Supplied text:

*-*-*

The dream of “ubiquitous computing” has been around for a while. Now it’s serious enough that a company like IBM is willing to throw $500 million at it.
January 1, 2001

Not far from the modest office where, 30-odd years ago, Douglas Engelbart invented the mouse, multiple-window screens and other mainstays of personal computing, an SRI International computer scientist approaches a mock-up of a white convertible-representing the car of the future. He plugs a notepad-sized computer into the dash, and at once the vehicle’s 1,400-odd computerized systems become accessible through a simple user interface. Using voice commands, he demonstrates how he can request a CD track, link wirelessly to his office to check voice mail or have his e-mail read aloud by a speech synthesizer. One message is from his refrigerator asking whether he’d like to pick up orange juice on his way home. “Show me the grocery stores,” he orders the car. The vehicle quickly accesses the Internet and relays directions to the nearest supermarkets.

Shopping done, our motorist arrives at his apartment, where the Collaborative Home e-Fridge (CHeF) is waiting for the OJ it requested. The juice is duly logged in, but when lemonade is removed, the fridge announces it’s now out of lemonade-and asks whether the item should be added to the shopping list. Chef even knows the pantry contents. So when asked to suggest something for dinner, it flashes the recipe for a chicken dish on its screen: in-stock ingredients are highlighted in green, those missing appear in red, while absent items already on the shopping list are rendered in blue.

Ah, the future of computing. Whether it’s with refrigerators, in cars, around the office or on the high seas, powerful new systems that you can access through words and maybe even gestures-and which will then scurry to invisibly do your bidding-are promising to friendly-up the world. The dream is called “ubiquitous” or “pervasive” computing-and it’s fast becoming the hottest thing in computer science. The ultimate aim is to seamlessly blend the analog human world with all things digital. That way, either by carrying computing and communications power with you, or by accessing it through an infrastructure as widespread as electric power is today, you will tap into this world on your terms and in your language, not a machine’s.

Less than a decade ago, such dreams were confined to far-out future factories such as SRI, Xerox Corporation’s Palo Alto Research Center (PARC) and MIT’s Media Lab. But recent advances in computing power, storage, speech recognition and especially wired and wireless networking, coupled with the rise of the World Wide Web, are bringing the dream within grasp of the real world. That essential truth explains why Microsoft and Intel, which built their fortunes on the stand-alone personal computer, are shifting gears toward this new, mobile, networked world. IBM has just committed nearly $500 million over the next five years to study pervasive computing and create the hardware and software infrastructure to support it. Other players include Sony, Sun Microsystems, AT&T, Hewlett-Packard (HP) and just about every corporate or university computer lab worldwide.

*-*-*

Data lines:
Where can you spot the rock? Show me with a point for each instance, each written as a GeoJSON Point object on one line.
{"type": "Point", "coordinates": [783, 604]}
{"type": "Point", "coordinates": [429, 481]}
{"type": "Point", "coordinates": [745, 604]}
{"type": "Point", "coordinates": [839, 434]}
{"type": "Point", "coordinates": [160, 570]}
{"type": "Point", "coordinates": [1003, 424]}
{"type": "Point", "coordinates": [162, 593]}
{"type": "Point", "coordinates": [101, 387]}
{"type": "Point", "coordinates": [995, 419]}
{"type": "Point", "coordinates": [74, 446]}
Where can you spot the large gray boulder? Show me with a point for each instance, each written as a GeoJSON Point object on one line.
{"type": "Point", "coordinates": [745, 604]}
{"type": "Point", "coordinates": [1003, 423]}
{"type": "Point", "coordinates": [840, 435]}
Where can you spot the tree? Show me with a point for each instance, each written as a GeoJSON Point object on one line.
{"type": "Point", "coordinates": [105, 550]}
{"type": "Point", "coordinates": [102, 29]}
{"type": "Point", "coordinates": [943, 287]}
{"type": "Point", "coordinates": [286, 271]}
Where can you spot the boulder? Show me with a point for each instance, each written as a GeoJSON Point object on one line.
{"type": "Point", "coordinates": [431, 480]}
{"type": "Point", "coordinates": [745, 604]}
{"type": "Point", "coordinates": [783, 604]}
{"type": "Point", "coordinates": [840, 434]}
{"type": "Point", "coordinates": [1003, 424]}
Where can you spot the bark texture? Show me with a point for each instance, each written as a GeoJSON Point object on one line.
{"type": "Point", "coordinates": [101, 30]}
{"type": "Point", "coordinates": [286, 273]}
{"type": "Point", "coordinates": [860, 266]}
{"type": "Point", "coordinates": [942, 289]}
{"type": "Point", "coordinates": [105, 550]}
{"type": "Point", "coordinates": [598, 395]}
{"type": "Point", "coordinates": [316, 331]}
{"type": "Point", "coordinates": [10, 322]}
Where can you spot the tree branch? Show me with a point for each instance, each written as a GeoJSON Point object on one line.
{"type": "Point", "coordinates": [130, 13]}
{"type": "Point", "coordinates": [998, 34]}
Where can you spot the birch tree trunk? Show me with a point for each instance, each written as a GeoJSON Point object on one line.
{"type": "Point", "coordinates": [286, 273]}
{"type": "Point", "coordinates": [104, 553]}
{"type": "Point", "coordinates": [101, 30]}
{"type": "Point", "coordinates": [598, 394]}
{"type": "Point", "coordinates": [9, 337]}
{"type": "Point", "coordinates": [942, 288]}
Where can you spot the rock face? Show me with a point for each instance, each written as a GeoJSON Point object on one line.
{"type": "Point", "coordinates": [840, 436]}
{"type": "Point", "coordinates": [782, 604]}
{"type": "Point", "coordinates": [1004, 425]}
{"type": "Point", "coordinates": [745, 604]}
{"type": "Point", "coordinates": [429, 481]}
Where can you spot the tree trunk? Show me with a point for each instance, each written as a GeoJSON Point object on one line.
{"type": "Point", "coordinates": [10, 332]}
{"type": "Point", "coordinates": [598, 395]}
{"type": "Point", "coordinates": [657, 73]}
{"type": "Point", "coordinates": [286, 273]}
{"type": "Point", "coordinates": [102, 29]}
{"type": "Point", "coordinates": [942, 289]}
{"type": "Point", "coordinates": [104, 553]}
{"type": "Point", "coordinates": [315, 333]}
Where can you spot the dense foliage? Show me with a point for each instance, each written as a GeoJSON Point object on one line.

*-*-*

Actions to take:
1. Return the passage of the article on ubiquitous computing starting with "The dream of" and going on through "million at it.", copied word for word.
2. Report each line of the entries above that contains the word "tree".

Answers to the exercise:
1.
The dream of “ubiquitous computing” has been around for a while. Now it’s serious enough that a company like IBM is willing to throw $500 million at it.

2.
Where can you spot the tree? Show me with a point for each instance, each written as a GeoJSON Point object on one line.
Where can you spot the tree branch? Show me with a point for each instance, each written as a GeoJSON Point object on one line.
Where can you spot the birch tree trunk? Show me with a point for each instance, each written as a GeoJSON Point object on one line.
Where can you spot the tree trunk? Show me with a point for each instance, each written as a GeoJSON Point object on one line.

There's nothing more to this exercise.